## Aim of the task
Lines with "phrase" in the entries below: count them and reply with the number alone.

─── Records provided

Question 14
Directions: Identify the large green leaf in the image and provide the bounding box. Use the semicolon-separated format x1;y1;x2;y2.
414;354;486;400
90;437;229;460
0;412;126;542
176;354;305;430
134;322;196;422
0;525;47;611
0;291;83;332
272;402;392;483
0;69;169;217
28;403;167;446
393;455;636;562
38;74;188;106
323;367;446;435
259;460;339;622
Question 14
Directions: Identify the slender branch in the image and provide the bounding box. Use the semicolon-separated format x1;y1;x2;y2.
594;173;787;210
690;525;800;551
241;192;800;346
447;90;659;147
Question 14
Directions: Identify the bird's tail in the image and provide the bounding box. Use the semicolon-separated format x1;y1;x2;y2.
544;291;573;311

──────
─── Records provided

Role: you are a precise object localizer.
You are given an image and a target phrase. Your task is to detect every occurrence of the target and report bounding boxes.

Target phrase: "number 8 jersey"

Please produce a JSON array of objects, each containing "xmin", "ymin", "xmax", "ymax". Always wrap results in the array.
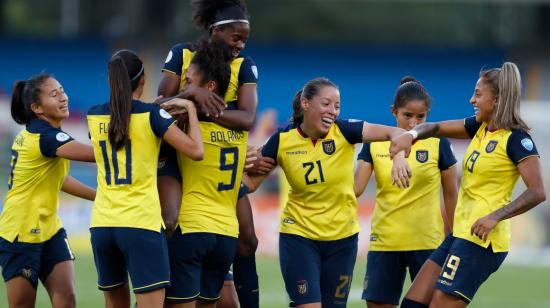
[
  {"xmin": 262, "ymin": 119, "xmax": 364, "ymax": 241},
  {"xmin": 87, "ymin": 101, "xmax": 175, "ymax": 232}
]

──────

## Answer
2